Este pasatiempo envenenado se practica aún en las galas mediáticas donde los famosos se exhiben posando en alfombras rojas, otro invento de los griegos. La primera mención escrita de su uso como símbolo de poder aparece ya en Agamenón, de Esquilo. En esta tragedia, Clitemnestra ordena que su marido el rey sea recibido con una alfombra carmesí para guiarlo a casa, donde trama asesinarlo. Todavía hoy, en la mejor tradición, se hacen comentarios sangrantes al elaborar las listas de los mejores o peores cuerpos que desfilan por el tapete púrpura.
Nos inculcan las comparaciones desde la más tierna infancia. En tu niñez los adultos solían preguntar, sonrientes, traviesos, ligeramente pérfidos, como jugando: ¿a quién quieres más, a mamá o a papá? Así aprendíamos a mirar midiéndonos con el prójimo. La serie Mad Men retrata a un equipo de prestigiosos creativos publicitarios que trabajan juntos, pero rivalizan ferozmente por los éxitos, el salario, los ascensos, los premios, el carisma. Como la madrastra de Blancanieves, tratan de anular a sus colegas con manzanas inyectadas de envidia. Exhiben ostentosamente el botín de sus coches y unas flamantes viviendas neoyorkinas, e incluso sus mujeres aceptan formar parte del torneo en lucha por eclipsarse unas a otras. Estos comportamientos funcionan como metáfora de los anuncios que diseña la agencia: fabrican un mundo idealizado, un espejo donde los demás siempre son más felices, más atractivos, más triunfadores que nosotros. Un juicio de Paris donde siempre perdemos. Solo la posesión del producto promete calmar la ansiedad y colmar el deseo de ser otros.
El filósofo Zygmunt Bauman escribió en Amor líquido que esta mentalidad erosiona nuestros afectos. En la época consumista, nos emparejamos mirando alrededor por si encontramos algo mejor, temerosos de perder quizá en otro lugar un premio más valioso: “Una relación, le dirán los expertos, es una adquisición como cualquier otra. Si no está completamente satisfecho, devuelva el producto”. Pero el miedo a ser abandonados por otra mercancía más prometedora —más joven, más bella— acrecienta nuestra inseguridad, nuestro sentirnos menos. Los antiguos nos advirtieron frente a las manzanas de la discordia y los espejitos mágicos. Entre las cosas que hacen que valga la pena vivir, el poeta romano Marcial enumeraba: “querer ser lo que eres y no preferir nada más”. Cuando intentamos imitar a otros, descubrimos la imposibilidad de la impostura, siembra de envidias y divisiones, engaños y daños. Los mitos enseñan que todas las comparaciones —incluso entre diosas— terminan por resultar odiosas.

(Filas de un conjunto de datos de etiquetado con recuadros)
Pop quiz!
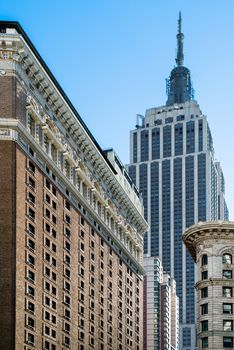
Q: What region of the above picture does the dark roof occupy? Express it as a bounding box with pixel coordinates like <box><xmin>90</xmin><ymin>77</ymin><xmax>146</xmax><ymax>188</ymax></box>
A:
<box><xmin>0</xmin><ymin>21</ymin><xmax>117</xmax><ymax>175</ymax></box>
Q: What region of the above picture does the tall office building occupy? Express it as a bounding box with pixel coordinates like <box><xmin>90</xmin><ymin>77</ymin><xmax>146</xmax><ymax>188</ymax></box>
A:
<box><xmin>0</xmin><ymin>22</ymin><xmax>148</xmax><ymax>350</ymax></box>
<box><xmin>143</xmin><ymin>257</ymin><xmax>179</xmax><ymax>350</ymax></box>
<box><xmin>128</xmin><ymin>16</ymin><xmax>228</xmax><ymax>350</ymax></box>
<box><xmin>183</xmin><ymin>220</ymin><xmax>234</xmax><ymax>350</ymax></box>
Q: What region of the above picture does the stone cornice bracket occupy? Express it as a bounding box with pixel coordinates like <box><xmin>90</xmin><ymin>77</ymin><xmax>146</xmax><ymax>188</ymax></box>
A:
<box><xmin>183</xmin><ymin>221</ymin><xmax>234</xmax><ymax>261</ymax></box>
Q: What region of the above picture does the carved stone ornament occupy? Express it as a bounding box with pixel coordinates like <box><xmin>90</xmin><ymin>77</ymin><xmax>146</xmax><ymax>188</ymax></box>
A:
<box><xmin>27</xmin><ymin>95</ymin><xmax>40</xmax><ymax>114</ymax></box>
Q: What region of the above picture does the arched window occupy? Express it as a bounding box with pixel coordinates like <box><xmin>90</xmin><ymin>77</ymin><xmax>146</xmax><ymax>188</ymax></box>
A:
<box><xmin>202</xmin><ymin>254</ymin><xmax>208</xmax><ymax>266</ymax></box>
<box><xmin>223</xmin><ymin>253</ymin><xmax>232</xmax><ymax>264</ymax></box>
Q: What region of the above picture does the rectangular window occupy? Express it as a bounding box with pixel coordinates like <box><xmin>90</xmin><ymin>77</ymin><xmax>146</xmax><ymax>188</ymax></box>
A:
<box><xmin>201</xmin><ymin>320</ymin><xmax>208</xmax><ymax>332</ymax></box>
<box><xmin>223</xmin><ymin>320</ymin><xmax>233</xmax><ymax>332</ymax></box>
<box><xmin>223</xmin><ymin>337</ymin><xmax>233</xmax><ymax>349</ymax></box>
<box><xmin>201</xmin><ymin>304</ymin><xmax>208</xmax><ymax>315</ymax></box>
<box><xmin>201</xmin><ymin>337</ymin><xmax>209</xmax><ymax>349</ymax></box>
<box><xmin>201</xmin><ymin>270</ymin><xmax>208</xmax><ymax>280</ymax></box>
<box><xmin>223</xmin><ymin>287</ymin><xmax>232</xmax><ymax>298</ymax></box>
<box><xmin>223</xmin><ymin>303</ymin><xmax>233</xmax><ymax>314</ymax></box>
<box><xmin>223</xmin><ymin>270</ymin><xmax>232</xmax><ymax>279</ymax></box>
<box><xmin>201</xmin><ymin>287</ymin><xmax>208</xmax><ymax>298</ymax></box>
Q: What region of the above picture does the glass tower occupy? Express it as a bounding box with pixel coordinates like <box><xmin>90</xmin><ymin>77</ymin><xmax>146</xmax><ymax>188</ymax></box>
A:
<box><xmin>128</xmin><ymin>16</ymin><xmax>228</xmax><ymax>350</ymax></box>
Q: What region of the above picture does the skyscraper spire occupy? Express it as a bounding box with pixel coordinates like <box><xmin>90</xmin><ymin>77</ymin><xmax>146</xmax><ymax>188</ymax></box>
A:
<box><xmin>176</xmin><ymin>12</ymin><xmax>184</xmax><ymax>66</ymax></box>
<box><xmin>167</xmin><ymin>13</ymin><xmax>194</xmax><ymax>106</ymax></box>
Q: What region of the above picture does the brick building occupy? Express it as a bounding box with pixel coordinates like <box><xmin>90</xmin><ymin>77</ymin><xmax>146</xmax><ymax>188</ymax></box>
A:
<box><xmin>0</xmin><ymin>22</ymin><xmax>147</xmax><ymax>350</ymax></box>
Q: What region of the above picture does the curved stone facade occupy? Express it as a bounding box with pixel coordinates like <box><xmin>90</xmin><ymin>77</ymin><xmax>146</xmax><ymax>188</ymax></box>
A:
<box><xmin>183</xmin><ymin>221</ymin><xmax>234</xmax><ymax>350</ymax></box>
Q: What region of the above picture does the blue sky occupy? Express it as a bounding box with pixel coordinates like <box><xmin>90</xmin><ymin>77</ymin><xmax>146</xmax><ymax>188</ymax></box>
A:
<box><xmin>0</xmin><ymin>0</ymin><xmax>234</xmax><ymax>220</ymax></box>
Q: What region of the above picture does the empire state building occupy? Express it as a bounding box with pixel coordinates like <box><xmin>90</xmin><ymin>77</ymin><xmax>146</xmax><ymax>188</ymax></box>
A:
<box><xmin>128</xmin><ymin>15</ymin><xmax>228</xmax><ymax>350</ymax></box>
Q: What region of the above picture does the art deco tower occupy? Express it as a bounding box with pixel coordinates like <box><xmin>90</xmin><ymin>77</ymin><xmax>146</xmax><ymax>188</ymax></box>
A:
<box><xmin>128</xmin><ymin>16</ymin><xmax>228</xmax><ymax>350</ymax></box>
<box><xmin>0</xmin><ymin>21</ymin><xmax>148</xmax><ymax>350</ymax></box>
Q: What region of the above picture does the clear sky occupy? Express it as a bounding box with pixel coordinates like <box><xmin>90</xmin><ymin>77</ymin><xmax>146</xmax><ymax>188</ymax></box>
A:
<box><xmin>0</xmin><ymin>0</ymin><xmax>234</xmax><ymax>220</ymax></box>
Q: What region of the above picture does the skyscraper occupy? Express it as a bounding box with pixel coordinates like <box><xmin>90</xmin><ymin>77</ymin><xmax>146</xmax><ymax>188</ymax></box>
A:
<box><xmin>128</xmin><ymin>15</ymin><xmax>228</xmax><ymax>350</ymax></box>
<box><xmin>0</xmin><ymin>21</ymin><xmax>148</xmax><ymax>350</ymax></box>
<box><xmin>143</xmin><ymin>257</ymin><xmax>179</xmax><ymax>350</ymax></box>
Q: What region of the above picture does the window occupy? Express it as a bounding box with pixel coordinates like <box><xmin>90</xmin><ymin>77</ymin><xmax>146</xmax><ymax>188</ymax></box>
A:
<box><xmin>28</xmin><ymin>161</ymin><xmax>35</xmax><ymax>174</ymax></box>
<box><xmin>201</xmin><ymin>287</ymin><xmax>208</xmax><ymax>298</ymax></box>
<box><xmin>27</xmin><ymin>285</ymin><xmax>35</xmax><ymax>298</ymax></box>
<box><xmin>201</xmin><ymin>304</ymin><xmax>208</xmax><ymax>315</ymax></box>
<box><xmin>223</xmin><ymin>254</ymin><xmax>232</xmax><ymax>264</ymax></box>
<box><xmin>65</xmin><ymin>200</ymin><xmax>70</xmax><ymax>210</ymax></box>
<box><xmin>28</xmin><ymin>223</ymin><xmax>35</xmax><ymax>235</ymax></box>
<box><xmin>201</xmin><ymin>320</ymin><xmax>208</xmax><ymax>332</ymax></box>
<box><xmin>28</xmin><ymin>176</ymin><xmax>35</xmax><ymax>190</ymax></box>
<box><xmin>27</xmin><ymin>238</ymin><xmax>35</xmax><ymax>251</ymax></box>
<box><xmin>27</xmin><ymin>333</ymin><xmax>34</xmax><ymax>344</ymax></box>
<box><xmin>223</xmin><ymin>303</ymin><xmax>233</xmax><ymax>314</ymax></box>
<box><xmin>27</xmin><ymin>254</ymin><xmax>35</xmax><ymax>266</ymax></box>
<box><xmin>27</xmin><ymin>301</ymin><xmax>35</xmax><ymax>313</ymax></box>
<box><xmin>28</xmin><ymin>208</ymin><xmax>35</xmax><ymax>220</ymax></box>
<box><xmin>223</xmin><ymin>337</ymin><xmax>233</xmax><ymax>349</ymax></box>
<box><xmin>27</xmin><ymin>270</ymin><xmax>35</xmax><ymax>282</ymax></box>
<box><xmin>201</xmin><ymin>254</ymin><xmax>208</xmax><ymax>266</ymax></box>
<box><xmin>223</xmin><ymin>320</ymin><xmax>233</xmax><ymax>332</ymax></box>
<box><xmin>27</xmin><ymin>317</ymin><xmax>35</xmax><ymax>329</ymax></box>
<box><xmin>223</xmin><ymin>270</ymin><xmax>232</xmax><ymax>279</ymax></box>
<box><xmin>223</xmin><ymin>287</ymin><xmax>232</xmax><ymax>298</ymax></box>
<box><xmin>201</xmin><ymin>270</ymin><xmax>208</xmax><ymax>280</ymax></box>
<box><xmin>28</xmin><ymin>192</ymin><xmax>36</xmax><ymax>204</ymax></box>
<box><xmin>201</xmin><ymin>337</ymin><xmax>209</xmax><ymax>349</ymax></box>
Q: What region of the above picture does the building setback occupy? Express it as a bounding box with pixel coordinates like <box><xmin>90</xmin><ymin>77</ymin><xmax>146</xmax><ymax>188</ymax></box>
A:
<box><xmin>0</xmin><ymin>22</ymin><xmax>147</xmax><ymax>350</ymax></box>
<box><xmin>183</xmin><ymin>221</ymin><xmax>234</xmax><ymax>350</ymax></box>
<box><xmin>128</xmin><ymin>12</ymin><xmax>228</xmax><ymax>350</ymax></box>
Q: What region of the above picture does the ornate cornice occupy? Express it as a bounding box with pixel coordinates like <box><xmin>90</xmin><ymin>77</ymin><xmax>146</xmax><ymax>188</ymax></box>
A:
<box><xmin>183</xmin><ymin>221</ymin><xmax>234</xmax><ymax>261</ymax></box>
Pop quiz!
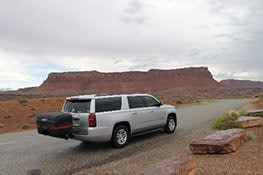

Ejercicio :: Según el fragmento, ¿en qué obra aparece la primera mención escrita de la alfombra como símbolo de poder?

Respuesta :: En Agamenón, de Esquilo.